• SELECTED TEXT
== Segment start ==

Safeguarding Policy

Operation International medical volunteers helping children

Operation International UK Safeguarding Policy

Introduction

OI UK will ensure activities are carried out in accordance with applicable laws and regulations, with the safety and welfare of all individuals that interact with OI UK at its core. Safeguarding is often not "black and white" and people will need support to make the right judgement call. However, some general principles apply when a staff member or volunteer is responding to a safeguarding concern. Trustees should promote a fair, open and positive culture and ensure all involved feel able to report concerns, confident that they will be heard and responded to. The following policy outlines the types of safeguarding risks that OI UK may face, how mitigate these risks, and how to report, act on, report and escalate any safeguarding incidents if they arise.

The Safeguarding Lead

One trustee, normally the chairperson, takes the role of Safeguarding Lead. The Safeguarding lead is the designated person responsible for Safeguarding at OI UK. However all trustees have an awareness of safeguarding and lead by example. This means showing commitment safe conduct and making safeguarding an integral part of all fundraising and mission planning.

Trustees should model best practice in relation to:

  • Safeguarding
  • Bullying
  • Sexual harassment
  • Good record-keeping
  • Creating a supportive atmosphere where people feel able to report concerns
  • Listening to staff and volunteers.

Types of Risks

OI UK, its volunteers and donor recipients may be exposed to the following risks

  • Sexual harassment, abuse and exploitation
  • Criminal exploitation
  • Negligent treatment
  • Physical or emotional abuse
  • Bullying or harassment
  • Health and safety
  • Female genital mutilation
  • Discrimination on any of the grounds in the Equality Act 2010
  • People may target your charity
  • A charity’s culture may allow poor behaviour and poor accountability
  • People may abuse a position of trust they hold within a charity
  • Data breaches, including those under General Data Protection Regulations (GDPR)

Safeguarding – Risk Reduction, Recognise, Respond and Report

Risk Reduction

Making sure the people who work or volunteer for OI UK are suitable to do so OI UK will leverage the safeguarding training that UK registered medical and nursing practitioners undergo, as well as the GMC and NMC registration requirements for good clinical practice. Volunteers will attest that they are licensed to practice, and have completed safeguarding training within the last 24 months in the OI UK application form. OI UK will also verify GMCNMC registration where applicable, and require references form current or prior employers.

All volunteers are obliged to read this OI UK safeguarding policy prior to any missions.

== Segment end ==

• GIVEN INFORMATION
== Segment start ==

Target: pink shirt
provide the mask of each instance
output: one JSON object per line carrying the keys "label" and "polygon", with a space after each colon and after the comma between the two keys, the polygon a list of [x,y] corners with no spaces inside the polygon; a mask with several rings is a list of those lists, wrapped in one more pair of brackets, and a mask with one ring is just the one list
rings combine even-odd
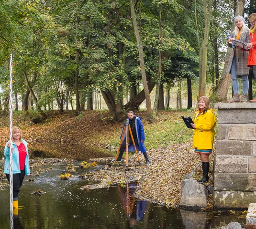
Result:
{"label": "pink shirt", "polygon": [[23,170],[25,169],[25,158],[27,156],[27,151],[25,148],[25,146],[22,142],[20,146],[17,146],[18,150],[19,151],[19,158],[20,161],[20,169],[21,170]]}

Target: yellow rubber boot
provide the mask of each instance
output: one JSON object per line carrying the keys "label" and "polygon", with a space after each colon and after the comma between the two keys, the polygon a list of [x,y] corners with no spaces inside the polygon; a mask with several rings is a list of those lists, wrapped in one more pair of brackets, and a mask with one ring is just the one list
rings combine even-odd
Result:
{"label": "yellow rubber boot", "polygon": [[18,200],[13,201],[13,215],[17,216],[19,214],[19,205]]}

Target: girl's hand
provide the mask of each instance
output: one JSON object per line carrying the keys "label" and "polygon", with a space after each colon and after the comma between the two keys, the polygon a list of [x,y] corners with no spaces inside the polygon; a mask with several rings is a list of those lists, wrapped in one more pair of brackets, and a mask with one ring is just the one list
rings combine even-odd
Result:
{"label": "girl's hand", "polygon": [[194,129],[196,128],[196,125],[194,123],[190,123],[190,125]]}
{"label": "girl's hand", "polygon": [[245,44],[245,45],[246,45],[248,48],[251,48],[252,47],[253,47],[253,43],[252,43],[252,42],[251,42],[251,43],[248,43],[247,44]]}
{"label": "girl's hand", "polygon": [[230,38],[230,39],[228,39],[228,43],[229,44],[231,44],[232,43],[232,40],[235,40],[234,38]]}

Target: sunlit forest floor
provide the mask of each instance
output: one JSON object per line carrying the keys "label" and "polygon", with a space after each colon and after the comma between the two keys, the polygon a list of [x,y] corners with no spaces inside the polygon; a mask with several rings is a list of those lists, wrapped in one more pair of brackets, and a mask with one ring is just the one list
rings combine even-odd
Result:
{"label": "sunlit forest floor", "polygon": [[[101,180],[101,187],[113,183],[122,183],[126,180],[139,179],[141,182],[136,192],[139,198],[178,206],[181,197],[180,182],[184,176],[194,170],[192,177],[200,178],[201,176],[200,157],[192,148],[193,130],[186,127],[181,118],[181,116],[191,116],[194,111],[184,109],[159,112],[158,122],[154,124],[146,121],[145,111],[137,112],[135,114],[142,118],[146,138],[145,143],[151,165],[145,165],[145,159],[140,153],[142,165],[136,166],[137,159],[134,154],[130,156],[128,171],[123,166],[106,168],[92,175],[95,176],[93,179]],[[29,143],[78,144],[101,148],[109,144],[116,149],[119,143],[123,122],[113,122],[107,111],[85,111],[78,115],[72,111],[62,115],[51,112],[47,116],[42,123],[34,124],[31,121],[31,116],[25,115],[22,112],[15,112],[13,125],[20,127],[22,138]],[[123,121],[126,116],[124,114]],[[2,145],[9,138],[8,118],[4,117],[0,121]],[[210,156],[211,172],[214,152],[215,150]],[[206,184],[212,186],[211,175]],[[212,197],[208,197],[207,209],[211,210]]]}

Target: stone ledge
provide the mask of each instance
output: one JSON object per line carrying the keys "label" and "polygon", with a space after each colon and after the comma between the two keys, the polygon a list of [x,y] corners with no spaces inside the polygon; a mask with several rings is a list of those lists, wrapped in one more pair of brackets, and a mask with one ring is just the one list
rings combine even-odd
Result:
{"label": "stone ledge", "polygon": [[213,192],[213,206],[217,209],[247,209],[252,202],[256,202],[256,192]]}
{"label": "stone ledge", "polygon": [[[216,154],[251,156],[253,142],[249,141],[217,140],[216,141]],[[256,149],[254,151],[256,156],[256,142],[255,146]]]}
{"label": "stone ledge", "polygon": [[214,109],[256,109],[256,103],[217,103]]}
{"label": "stone ledge", "polygon": [[215,161],[215,172],[244,173],[248,172],[247,157],[217,156]]}
{"label": "stone ledge", "polygon": [[214,173],[215,191],[256,191],[256,183],[255,174]]}

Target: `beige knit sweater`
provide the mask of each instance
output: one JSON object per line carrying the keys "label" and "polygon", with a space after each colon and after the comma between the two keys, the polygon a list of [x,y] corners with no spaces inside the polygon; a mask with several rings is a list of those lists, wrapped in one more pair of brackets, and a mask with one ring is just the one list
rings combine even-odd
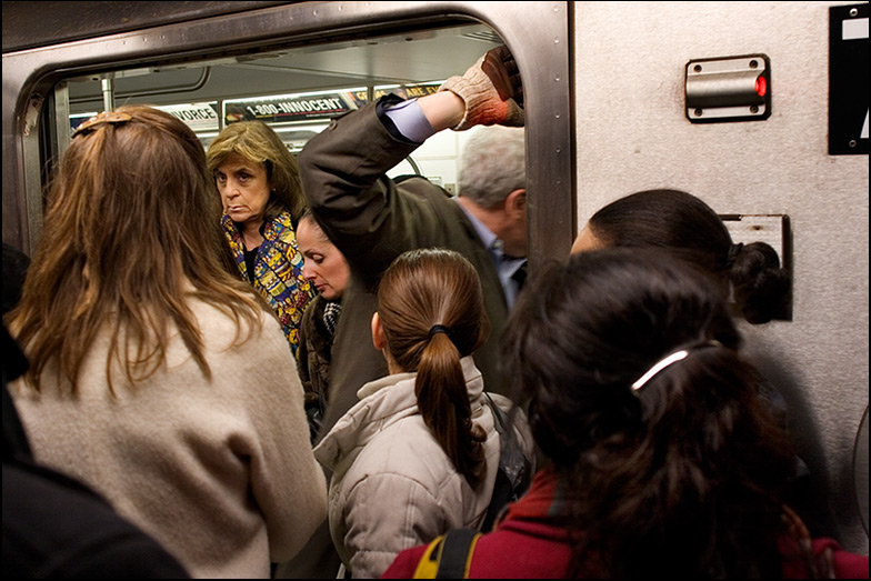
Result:
{"label": "beige knit sweater", "polygon": [[78,398],[52,383],[53,368],[41,395],[22,380],[10,391],[37,460],[93,485],[193,577],[266,578],[270,558],[290,559],[327,514],[302,388],[272,317],[233,344],[231,318],[192,309],[211,381],[176,334],[168,365],[136,388],[116,365],[113,397],[100,335]]}

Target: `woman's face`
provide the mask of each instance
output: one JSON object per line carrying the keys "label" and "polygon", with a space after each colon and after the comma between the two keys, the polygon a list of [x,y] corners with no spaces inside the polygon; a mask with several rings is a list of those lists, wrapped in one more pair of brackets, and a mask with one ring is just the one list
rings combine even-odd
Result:
{"label": "woman's face", "polygon": [[214,171],[223,211],[234,222],[260,227],[269,202],[269,180],[262,163],[230,153]]}
{"label": "woman's face", "polygon": [[327,239],[311,218],[301,220],[297,227],[297,244],[306,259],[302,276],[311,281],[324,299],[341,299],[351,272],[344,254]]}

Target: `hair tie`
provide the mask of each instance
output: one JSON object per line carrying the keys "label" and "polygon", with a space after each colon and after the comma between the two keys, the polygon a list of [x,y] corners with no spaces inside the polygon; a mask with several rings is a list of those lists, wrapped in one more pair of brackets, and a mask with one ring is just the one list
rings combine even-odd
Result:
{"label": "hair tie", "polygon": [[643,375],[638,378],[638,380],[635,380],[635,382],[632,383],[632,392],[637,392],[638,390],[643,388],[644,383],[647,383],[648,381],[653,379],[654,375],[657,375],[660,371],[662,371],[667,367],[671,365],[672,363],[677,363],[678,361],[681,361],[682,359],[687,359],[687,357],[692,351],[697,351],[697,350],[703,349],[705,347],[722,347],[722,343],[720,343],[720,341],[715,341],[715,340],[704,341],[702,343],[697,343],[694,345],[688,347],[687,349],[681,349],[680,351],[674,351],[673,353],[671,353],[671,354],[660,359],[659,361],[653,363],[653,367],[651,367]]}
{"label": "hair tie", "polygon": [[103,111],[102,113],[93,116],[76,128],[76,132],[72,134],[72,137],[78,137],[87,133],[88,131],[93,131],[96,126],[104,123],[120,126],[127,123],[131,119],[132,117],[130,117],[128,113],[119,113],[118,111]]}
{"label": "hair tie", "polygon": [[451,337],[450,329],[448,329],[443,324],[433,324],[432,327],[430,327],[430,339],[432,339],[432,335],[434,335],[436,333],[444,333],[448,335],[449,339]]}
{"label": "hair tie", "polygon": [[741,252],[741,249],[744,248],[743,242],[739,242],[737,244],[732,244],[729,247],[729,252],[725,254],[725,266],[728,268],[732,268],[734,264],[734,259],[738,258],[738,254]]}

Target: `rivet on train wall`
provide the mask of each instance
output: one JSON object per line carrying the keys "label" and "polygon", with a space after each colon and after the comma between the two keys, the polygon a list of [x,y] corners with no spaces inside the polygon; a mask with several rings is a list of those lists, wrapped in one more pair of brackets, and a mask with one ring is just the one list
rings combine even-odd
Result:
{"label": "rivet on train wall", "polygon": [[770,71],[764,54],[691,60],[687,63],[687,119],[692,123],[768,119]]}

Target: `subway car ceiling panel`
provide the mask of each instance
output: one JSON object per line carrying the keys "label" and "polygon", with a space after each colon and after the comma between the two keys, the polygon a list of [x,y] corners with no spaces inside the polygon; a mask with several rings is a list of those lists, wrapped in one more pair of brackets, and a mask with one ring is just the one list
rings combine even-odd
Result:
{"label": "subway car ceiling panel", "polygon": [[68,79],[70,113],[101,109],[106,78],[112,80],[116,106],[417,84],[461,73],[458,68],[500,43],[488,27],[469,24],[199,63],[106,71]]}

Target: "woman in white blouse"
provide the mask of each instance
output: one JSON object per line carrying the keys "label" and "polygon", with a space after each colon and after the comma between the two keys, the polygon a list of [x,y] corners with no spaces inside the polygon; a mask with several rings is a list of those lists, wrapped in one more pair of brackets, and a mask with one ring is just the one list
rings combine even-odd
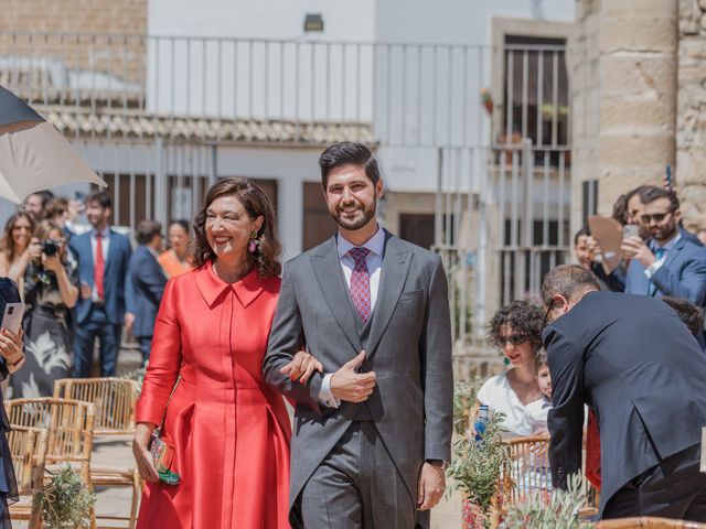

== Segment end ==

• ACTIONS TO TAKE
1/ In the safeguarding policy, who normally takes the role of Safeguarding Lead?
2/ In the safeguarding policy, change "record-keeping" to "documentation" in the part that opens with the words containing "One trustee, normally" and closes with "staff and volunteers.", and write that part out again.

• SOLVED TASKS
1/ The chairperson normally takes the role.

2/
One trustee, normally the chairperson, takes the role of Safeguarding Lead. The Safeguarding lead is the designated person responsible for Safeguarding at OI UK. However all trustees have an awareness of safeguarding and lead by example. This means showing commitment safe conduct and making safeguarding an integral part of all fundraising and mission planning.

Trustees should model best practice in relation to:

  • Safeguarding
  • Bullying
  • Sexual harassment
  • Good documentation
  • Creating a supportive atmosphere where people feel able to report concerns
  • Listening to staff and volunteers.